Goal of the exercise: Swap every "drop one marker" for "place a single pin" in all of the rows below and write them out again with nothing else changed. Leave the pictures out of your answer.

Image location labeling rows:
◆ ◆ ◆

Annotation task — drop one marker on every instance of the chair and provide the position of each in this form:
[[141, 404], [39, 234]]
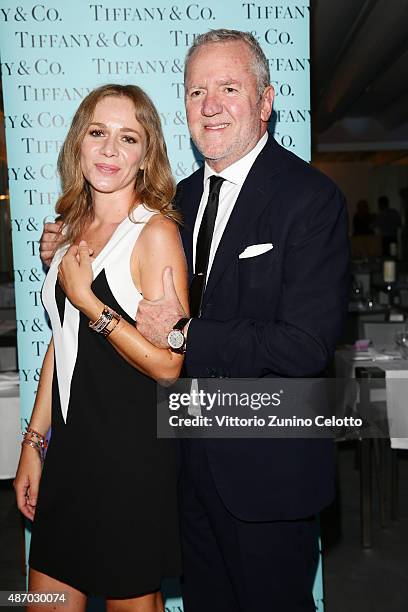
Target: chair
[[378, 449], [381, 333]]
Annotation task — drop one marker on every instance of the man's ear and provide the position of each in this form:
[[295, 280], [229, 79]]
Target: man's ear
[[267, 103]]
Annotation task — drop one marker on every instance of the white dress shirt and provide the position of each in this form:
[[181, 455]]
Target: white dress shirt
[[234, 176]]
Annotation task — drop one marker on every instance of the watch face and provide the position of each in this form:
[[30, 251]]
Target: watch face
[[175, 339]]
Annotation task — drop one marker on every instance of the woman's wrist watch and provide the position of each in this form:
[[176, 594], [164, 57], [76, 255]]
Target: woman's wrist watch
[[176, 337]]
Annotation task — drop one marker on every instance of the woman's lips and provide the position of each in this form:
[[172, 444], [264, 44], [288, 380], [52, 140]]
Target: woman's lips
[[107, 168]]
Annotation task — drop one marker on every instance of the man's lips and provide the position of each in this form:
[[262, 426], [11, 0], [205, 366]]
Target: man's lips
[[107, 168], [218, 126]]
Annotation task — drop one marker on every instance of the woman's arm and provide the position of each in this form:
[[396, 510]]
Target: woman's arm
[[158, 247], [28, 475]]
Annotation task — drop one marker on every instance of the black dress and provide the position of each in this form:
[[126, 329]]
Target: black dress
[[106, 521]]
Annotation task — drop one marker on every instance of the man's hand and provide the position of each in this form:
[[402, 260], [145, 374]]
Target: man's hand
[[50, 239], [75, 274], [154, 319]]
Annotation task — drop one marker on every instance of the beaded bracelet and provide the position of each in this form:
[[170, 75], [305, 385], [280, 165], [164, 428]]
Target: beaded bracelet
[[36, 445], [101, 324]]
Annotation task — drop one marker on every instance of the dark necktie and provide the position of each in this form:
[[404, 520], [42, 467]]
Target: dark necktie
[[203, 246]]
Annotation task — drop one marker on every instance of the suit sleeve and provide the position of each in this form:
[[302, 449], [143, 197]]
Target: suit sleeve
[[300, 338]]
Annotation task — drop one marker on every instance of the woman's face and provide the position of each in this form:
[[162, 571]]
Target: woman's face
[[114, 146]]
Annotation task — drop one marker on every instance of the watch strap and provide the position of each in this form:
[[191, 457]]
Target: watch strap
[[181, 323]]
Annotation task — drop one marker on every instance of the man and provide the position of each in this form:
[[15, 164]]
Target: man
[[268, 294]]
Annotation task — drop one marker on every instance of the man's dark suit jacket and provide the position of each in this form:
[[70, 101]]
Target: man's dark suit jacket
[[275, 314]]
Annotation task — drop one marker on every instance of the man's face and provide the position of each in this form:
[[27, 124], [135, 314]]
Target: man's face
[[225, 114]]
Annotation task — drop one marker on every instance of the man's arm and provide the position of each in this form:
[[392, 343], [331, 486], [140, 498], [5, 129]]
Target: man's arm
[[300, 340]]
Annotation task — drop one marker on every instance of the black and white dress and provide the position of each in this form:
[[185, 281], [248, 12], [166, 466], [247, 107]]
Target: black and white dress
[[106, 521]]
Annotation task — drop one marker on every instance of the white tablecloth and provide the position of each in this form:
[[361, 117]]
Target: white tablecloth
[[395, 393], [10, 429]]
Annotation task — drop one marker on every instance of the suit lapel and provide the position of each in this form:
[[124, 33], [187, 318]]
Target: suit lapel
[[255, 195], [188, 199]]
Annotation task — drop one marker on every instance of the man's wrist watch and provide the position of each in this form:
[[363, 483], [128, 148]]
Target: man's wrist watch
[[176, 337]]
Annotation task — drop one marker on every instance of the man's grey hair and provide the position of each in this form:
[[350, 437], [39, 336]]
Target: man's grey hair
[[260, 63]]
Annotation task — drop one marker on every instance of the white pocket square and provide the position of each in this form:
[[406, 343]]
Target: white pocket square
[[256, 249]]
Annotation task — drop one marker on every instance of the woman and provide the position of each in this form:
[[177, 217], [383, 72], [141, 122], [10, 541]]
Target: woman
[[106, 519]]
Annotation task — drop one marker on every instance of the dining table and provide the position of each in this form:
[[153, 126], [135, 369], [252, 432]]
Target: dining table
[[394, 394]]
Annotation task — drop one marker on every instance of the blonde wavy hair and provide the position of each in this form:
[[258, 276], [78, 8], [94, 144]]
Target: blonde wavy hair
[[154, 186]]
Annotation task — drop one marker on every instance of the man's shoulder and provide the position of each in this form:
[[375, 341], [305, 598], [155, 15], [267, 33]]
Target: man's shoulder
[[195, 178]]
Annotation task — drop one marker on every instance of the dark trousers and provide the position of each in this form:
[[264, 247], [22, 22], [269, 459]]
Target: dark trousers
[[236, 566]]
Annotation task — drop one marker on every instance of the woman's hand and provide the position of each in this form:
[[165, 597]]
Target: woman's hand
[[75, 274], [27, 481]]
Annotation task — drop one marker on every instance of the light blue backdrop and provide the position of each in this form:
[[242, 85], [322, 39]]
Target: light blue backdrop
[[54, 53]]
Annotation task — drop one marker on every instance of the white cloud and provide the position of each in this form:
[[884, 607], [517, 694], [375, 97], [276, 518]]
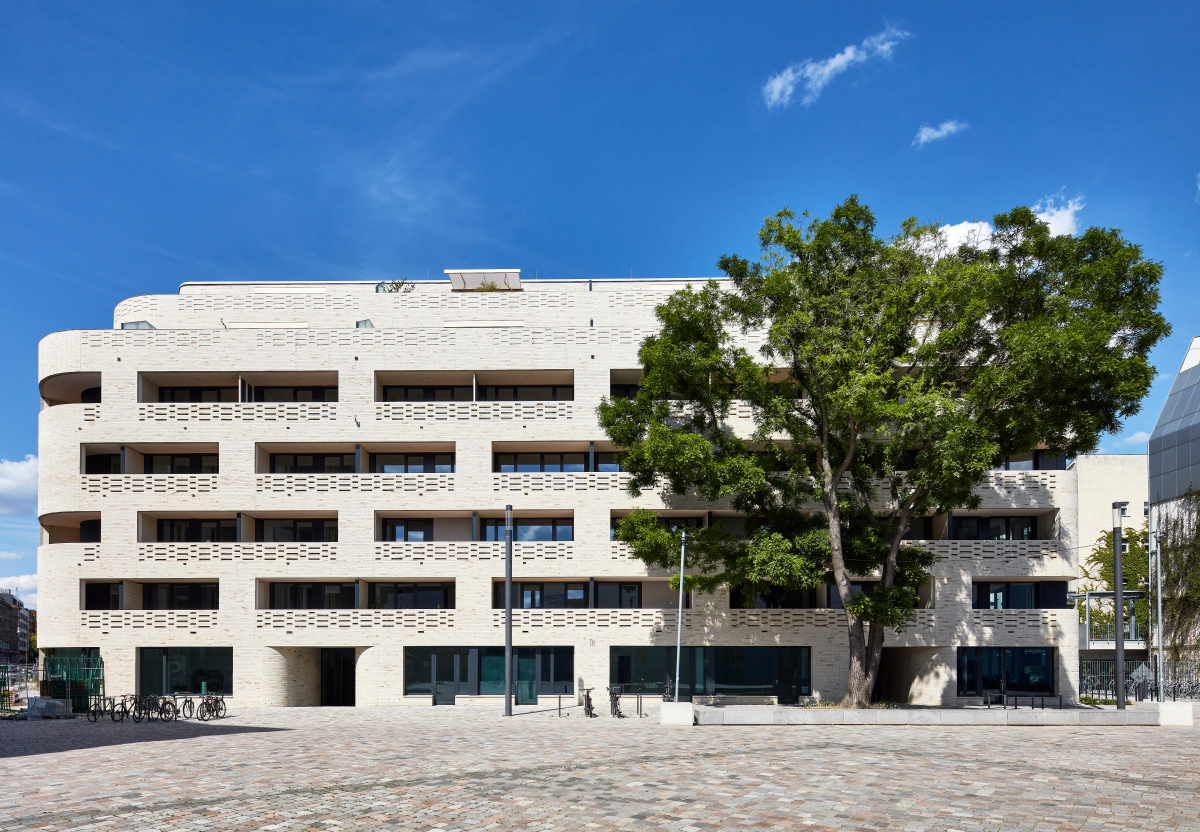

◆ ◆ ◆

Task answer:
Annotation task — place a single pin on every instance of the chair and provide the position of each in this form:
[[141, 404], [39, 234]]
Target: chair
[[378, 449], [381, 333]]
Annotation task — place a single pin on every instance of the man's ear and provide the position of each in this form:
[[295, 280], [229, 79]]
Target: man's ear
[[267, 103]]
Annotation task — place a single pin on every instance of the white dress shirt and provide the position of each in this form:
[[181, 455]]
Target: white dress shirt
[[234, 176]]
Annotation task — place a single pin on every instance of the watch face and provide the position of each in this form:
[[30, 251]]
Target: watch face
[[175, 339]]
Annotation task — place a single pin on every instance of the woman's wrist watch and provide the position of each in this form:
[[176, 594], [164, 57], [76, 255]]
Target: woman's wrist watch
[[176, 337]]
Annotation task — place a single pin on every instance of the woman's lips and provide the position of each in this form:
[[172, 444], [264, 44], [288, 380], [52, 140]]
Target: woman's lips
[[107, 168]]
Annotation task — place a single pin on every instance of the man's lips and provide the position of each in this form:
[[262, 426], [11, 0], [205, 366]]
Target: man's lips
[[107, 168], [218, 126]]
Annotation task — place a single pin on every instance of the woman's arm and provide the position of each in this form:
[[396, 510]]
Target: woman's arm
[[158, 247], [28, 475]]
Annotation task — place a single pin on every instance of the black dress and provide the position of each in this form:
[[126, 329]]
Target: black dress
[[106, 521]]
Annotation task — place a single pin on every instance of the man's hand and provide the position of each in this form:
[[402, 260], [145, 374]]
Target: man's hand
[[50, 239], [75, 274], [154, 319]]
Annotation task — place a single pin on every instance of the beaded bracelet and provide the position of each in this form:
[[170, 75], [305, 385], [280, 165], [164, 428]]
Target: beaded bracelet
[[36, 445], [101, 324]]
Annotation task — place a single pin on every instance of the dark necktie and provide the position of each in this form:
[[404, 520], [42, 467]]
Target: dark necktie
[[203, 246]]
Annotation task — place a single pin on every instance of the suit sleeve and provide the position of each in this form:
[[302, 449], [143, 197]]
Target: suit sleeve
[[300, 338]]
Annotation task — place a single pin on every instance of the woman's face and provide the position of each in this form:
[[162, 571]]
Target: woman's face
[[114, 146]]
Annotation task — place a single pin on every instance of the watch strap and provide the position of each in this form:
[[191, 457]]
Target: watch strap
[[181, 323]]
Annotation task — place a single pin on every instance of the man and provide the position of each in this form:
[[15, 164]]
Target: man
[[268, 294]]
Annotation task — place a single pin on every instance of the man's dark suit jacket and provide the position of each in this form:
[[70, 101]]
Target: man's dark suit jacket
[[275, 314]]
Annotation task — place a single pin on every instance of the man's face and provide the position of each in this form:
[[27, 124], [135, 314]]
Target: man's face
[[225, 114]]
Annotation task — place a single pin on every instance of the man's arm and provide the position of each in this form:
[[392, 343], [331, 486], [140, 498], [5, 129]]
Target: man's arm
[[300, 340]]
Annotation task — place a single pin on every instance of the black and white dress and provide the position of each in this form:
[[185, 281], [248, 12], [166, 466], [247, 107]]
Target: black and white dress
[[106, 521]]
Annotation task — place a single pin on every instance of the white tablecloth and provide the position of each in this form:
[[361, 117]]
Target: white tablecloth
[[395, 393], [10, 429]]
Annotation task — place a single pin on every instance of the suit lapel and provide the position of each in this form:
[[124, 33], [187, 318]]
Target: suit lapel
[[255, 195], [188, 199]]
Annotation task — place a single pin on every instance of the man's wrist watch and provide the position of each in this form:
[[363, 483], [128, 148]]
Target: man's wrist watch
[[176, 337]]
Annotation task — place a single pin on every instance of the man's grey hair and provide the position of each in this form:
[[350, 437], [39, 336]]
Target: man's grey hair
[[260, 63]]
Annotation task — place a single pin on every instance of the white pocket square and provide the position of each in this form:
[[406, 343]]
Target: white pocket square
[[256, 249]]
Annotation task — place a single pin on every instance of the woman and provide the position of each in this form:
[[177, 217], [383, 72], [141, 122], [10, 541]]
Target: woman
[[106, 519]]
Annotation task — place a single pin on every instance of the dining table and provide the position of each in this form:
[[153, 126], [135, 369], [252, 432]]
Target: dining table
[[394, 394]]
Annotation task — place a single pin on every instance of the blonde wavy hair and provide the position of each in this form:
[[258, 276], [78, 8], [94, 144]]
Target: blonde wavy hair
[[154, 186]]
Annotation task — place a single pin on every instance of the man's shoulder and provide the position of each in this form:
[[375, 341], [305, 598], [155, 15], [267, 33]]
Target: man's shoulder
[[195, 178]]
Annotation task — place a single pin on every instance of the dark trousers and provide the position of each in this form:
[[264, 247], [22, 22], [269, 459]]
Target: dark trousers
[[236, 566]]
Annotation task — place a single pin on every instance of the woman's hand and provide the position of each in this form:
[[165, 597]]
Target: woman's hand
[[75, 274], [27, 481]]
Annotation task — place a single pin on every instance of the light blue backdrop and provide the position of each in this form:
[[242, 85], [322, 39]]
Target: light blue backdrop
[[54, 53]]
Annotation task — place a single pin on every instance of the white cloud and provide the position of each in this form:
[[884, 607], [517, 694], [375, 97], [276, 518]]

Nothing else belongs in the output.